• INSTRUÇÕES DE TRABALHO
**1)** Indique se cada afirmação concorda com o texto sobre Jaime Cortesão e fundamente com as palavras decisivas desse texto, citadas literalmente: (a) Cortesão foi nomeado diretor da Biblioteca Nacional em abril de 1919; (b) depois de 1914, Cortesão deixou de publicar livros de versos; (c) Cortesão manifestou-se contra o militarismo francês.
**2)** Responda às perguntas seguintes com base no texto sobre Jaime Cortesão:
(a) Em que publicação Cortesão tomou posição contra o militarismo alemão?
(b) Qual era o ofício de Alexandre Vieira?
(c) Em que ano foi publicado Missa da Meia-Noite e outros Poemas?
**3)** Prossiga o texto sobre Jaime Cortesão a partir do ponto em que termina.
━━━━━ TEXTO DE REFERÊNCIA ━━━━━
Com o rebentar da grande guerra de 1914-18, Jaime Cortesão toma de imediato posição no boletim da Renascença Portuguesa, A Vida Portuguesa, contra o militarismo alemão. A intervenção de Portugal na guerra ao lado da França e da Inglaterra, levou Cortesão a alistar-se como voluntário no exército português, exigindo a sua partida para a frente de batalha. Resultou desta experiência, em que viveu durante meses debaixo de fogo num improvisado posto de socorros, a Cruz de Guerra e um impressionante livro de memórias em que relata a frio toda a crueza dramática da fábrica negra de morte que é a guerra. No regresso, em Abril de 1919, é nomeado  director da Biblioteca Nacional, dando origem ao chamado “Grupo da Biblioteca”, onde convivem personalidades tão díspares como o erudito David Lopes ou o tipógrafo anarco-sindicalista Alexandre Vieira, a partir do qual se organizaram algumas das mais importantes actividades culturais dos últimos anos da República, entre elas, a publicação da revista Lusitânia, a edição dos Anais das Bibliotecas e Arquivos, a concepção do Guia de Portugal, a organização da Seara Nova, a formação do grupo dos Homens Livres, onde episodicamente colaboraram seareiros e integralistas. É nesse período, mercê de privilegiadas condições de trabalho, que Jaime Cortesão inicia o seu trabalho de proficiente historiador, abandonando quase de todo a obra de dramaturgo, de contista, de memorialista e até de poeta (depois de 1914, publicou apenas dois livros de versos, Divina Voluptuosidade, 1923, e Missa da Meia-Noite e outros Poemas, 1940).
━━━━━ MATERIAL RECOLHIDO ━━━━━
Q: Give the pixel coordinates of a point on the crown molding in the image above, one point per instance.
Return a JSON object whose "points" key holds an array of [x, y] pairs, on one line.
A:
━━━━━
• LISTA DE RESPOSTAS
**1)**
(a) Sim: «No regresso, em Abril de 1919, é nomeado»
(b) Não: «depois de 1914, publicou apenas dois livros de versos»
(c) Não: «contra o militarismo alemão»

**2)**
(a) No boletim da Renascença Portuguesa, A Vida Portuguesa.
(b) Tipógrafo anarco-sindicalista.
(c) Em 1940.

**3)**
Opôs-se com invulgar determinação à ditadura militar saída do golpe de 1926 e partiu dele a iniciativa de um movimento conspirativo apartidário contra a nova situação política, de que resultou a revolução de 3 de Fevereiro de 1927, que o levou depois da rendição de 7 de Fevereiro ao exílio, primeiro em Paris e depois em Espanha. Data desse período o texto “Os Factores Democráticos na Formação de Portugal” (1930). Em 1940, no quadro da derrota republicana em Espanha e da ocupação da França pelos exércitos nazis, Cortesão com treze anos de exílio regressa a Portugal, que muito amava e tão penoso lhe fora abandonar, sendo de imediato preso e escandalosamente banido do país. Ruma ao Brasil, onde ficou até 1957, desempenhando cargos de grande significado cultural e político, como a preparação de quadros diplomáticos no Itamaraty e a organização da Exposição Histórica do Brasil no quadro das Comemorações do Quarto Centenário da Cidade de São Paulo. Autorizado a regressar a Portugal em 1957, voltou a tomar lugar activo na vida cívica do país com a participação na campanha presidencial de Humberto Delgado, morrendo pouco depois, mas não sem antes concluir a cúpula da sua investigação histórica, Os Descobrimentos Portugueses, onde desenvolve o culto paraclético como impulso subterrâneo dos descobrimentos portugueses.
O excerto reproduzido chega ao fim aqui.